Dataset excerpts
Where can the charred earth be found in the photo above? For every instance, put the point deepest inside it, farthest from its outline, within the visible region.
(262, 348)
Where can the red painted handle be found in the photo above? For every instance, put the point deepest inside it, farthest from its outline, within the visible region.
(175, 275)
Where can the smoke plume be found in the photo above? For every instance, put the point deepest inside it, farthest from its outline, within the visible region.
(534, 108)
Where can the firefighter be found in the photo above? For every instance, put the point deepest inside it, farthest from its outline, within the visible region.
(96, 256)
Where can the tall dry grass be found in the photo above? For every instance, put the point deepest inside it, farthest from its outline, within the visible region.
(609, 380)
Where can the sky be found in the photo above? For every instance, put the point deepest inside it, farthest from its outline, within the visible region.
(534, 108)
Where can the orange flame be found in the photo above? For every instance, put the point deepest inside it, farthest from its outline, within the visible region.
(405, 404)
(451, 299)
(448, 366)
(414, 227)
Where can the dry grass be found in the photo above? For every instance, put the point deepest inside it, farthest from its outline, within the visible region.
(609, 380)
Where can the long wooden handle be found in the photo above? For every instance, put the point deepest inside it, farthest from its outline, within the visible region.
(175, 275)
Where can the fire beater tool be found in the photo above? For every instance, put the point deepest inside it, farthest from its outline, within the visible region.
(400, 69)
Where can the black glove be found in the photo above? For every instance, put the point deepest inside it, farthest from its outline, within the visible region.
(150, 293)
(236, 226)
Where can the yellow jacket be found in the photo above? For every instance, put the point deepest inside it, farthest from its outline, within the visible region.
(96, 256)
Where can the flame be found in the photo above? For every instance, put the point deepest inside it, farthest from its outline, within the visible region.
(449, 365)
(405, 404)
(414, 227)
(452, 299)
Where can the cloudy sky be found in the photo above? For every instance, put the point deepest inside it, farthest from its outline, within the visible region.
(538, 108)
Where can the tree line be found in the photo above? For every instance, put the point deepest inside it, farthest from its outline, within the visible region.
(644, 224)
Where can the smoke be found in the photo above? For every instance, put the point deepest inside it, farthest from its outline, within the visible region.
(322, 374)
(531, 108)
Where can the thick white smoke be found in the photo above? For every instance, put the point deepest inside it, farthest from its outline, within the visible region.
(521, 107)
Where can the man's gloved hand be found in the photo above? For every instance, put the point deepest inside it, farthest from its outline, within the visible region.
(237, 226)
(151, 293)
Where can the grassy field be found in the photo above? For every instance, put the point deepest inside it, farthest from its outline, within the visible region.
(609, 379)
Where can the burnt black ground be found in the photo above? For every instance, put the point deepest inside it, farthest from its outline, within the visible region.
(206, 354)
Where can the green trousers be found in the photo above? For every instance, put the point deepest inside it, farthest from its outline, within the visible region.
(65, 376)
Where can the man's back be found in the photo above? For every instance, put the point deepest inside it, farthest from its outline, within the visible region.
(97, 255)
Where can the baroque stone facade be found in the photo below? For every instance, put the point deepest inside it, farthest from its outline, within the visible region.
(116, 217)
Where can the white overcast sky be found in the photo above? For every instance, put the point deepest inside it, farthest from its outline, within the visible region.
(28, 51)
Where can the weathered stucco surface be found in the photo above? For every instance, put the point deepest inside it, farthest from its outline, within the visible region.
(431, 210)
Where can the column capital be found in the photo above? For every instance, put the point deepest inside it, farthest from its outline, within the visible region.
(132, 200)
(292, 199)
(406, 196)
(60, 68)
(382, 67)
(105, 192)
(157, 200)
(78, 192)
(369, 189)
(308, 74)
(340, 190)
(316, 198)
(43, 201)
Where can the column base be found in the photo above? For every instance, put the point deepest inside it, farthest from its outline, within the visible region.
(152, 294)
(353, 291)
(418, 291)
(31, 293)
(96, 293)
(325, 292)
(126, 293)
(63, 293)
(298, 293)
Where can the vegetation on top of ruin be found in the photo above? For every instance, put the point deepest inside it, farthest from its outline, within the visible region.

Written instruction
Reproduce exactly the lines from the one with "Where can the weathered" through the end of the entries above, both ends included.

Exercise response
Where can the weathered stucco surface be found in the photo above? For every instance, put the point deepest inside it, farthest from its outline, within the visible region.
(431, 210)
Where can the column capital be found in the photo above? For every instance, put the point deepest inside it, farthest from its outline, within the visible region.
(132, 200)
(292, 199)
(406, 196)
(60, 68)
(382, 67)
(105, 192)
(157, 200)
(78, 192)
(369, 189)
(308, 74)
(340, 190)
(316, 198)
(43, 201)
Where can the column base be found in the photo above? For every instance, put the point deepest inside it, farthest from its outline, within the visible region.
(152, 294)
(353, 291)
(418, 291)
(31, 293)
(96, 293)
(325, 292)
(126, 293)
(63, 293)
(298, 293)
Where can the vegetation on top of ruin be found in the photo above? For every instance, put the point deepest inside it, farthest from its outline, within the visible region.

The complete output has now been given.